> _What is required_
Copy out each line of the data below that contains the string "JSON". Matching is case-sensitive.

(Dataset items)
# # # #

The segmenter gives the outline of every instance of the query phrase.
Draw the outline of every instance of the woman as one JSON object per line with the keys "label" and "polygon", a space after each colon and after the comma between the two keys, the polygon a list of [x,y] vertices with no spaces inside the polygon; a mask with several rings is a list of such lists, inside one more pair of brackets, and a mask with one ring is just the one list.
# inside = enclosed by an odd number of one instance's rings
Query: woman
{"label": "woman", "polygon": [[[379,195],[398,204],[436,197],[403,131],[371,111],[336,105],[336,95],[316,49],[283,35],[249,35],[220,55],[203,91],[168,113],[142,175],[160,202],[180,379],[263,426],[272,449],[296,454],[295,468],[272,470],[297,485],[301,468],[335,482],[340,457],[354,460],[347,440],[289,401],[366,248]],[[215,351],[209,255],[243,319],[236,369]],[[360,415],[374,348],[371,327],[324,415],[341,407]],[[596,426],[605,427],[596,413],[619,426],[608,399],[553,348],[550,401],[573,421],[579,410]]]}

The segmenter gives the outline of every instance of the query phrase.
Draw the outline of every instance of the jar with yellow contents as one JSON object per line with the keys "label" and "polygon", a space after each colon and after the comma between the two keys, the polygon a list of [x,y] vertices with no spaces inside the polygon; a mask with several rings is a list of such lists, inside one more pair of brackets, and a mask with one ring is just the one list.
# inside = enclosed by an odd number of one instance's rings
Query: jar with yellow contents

# # # #

> _Complete answer_
Draw the outline of every instance of the woman as one JSON object per line with the keys "label" and "polygon", a space after each colon and after the comma between the two keys, the polygon a list of [x,y] vertices with no spaces inside the polygon; a mask with several rings is a list of such lists, inside one more pair of brackets, and a mask with one ring is just the one list.
Draw the outline of every instance of the jar with yellow contents as one JSON object per line with the keys "label" and "polygon", a space after each colon and after the comma between the two keys, the polygon a list of [x,y] vertices with no spaces inside the polygon; a mask with several rings is a list of such lists, inside one more pair of brackets, and a mask with one ring is just the one list.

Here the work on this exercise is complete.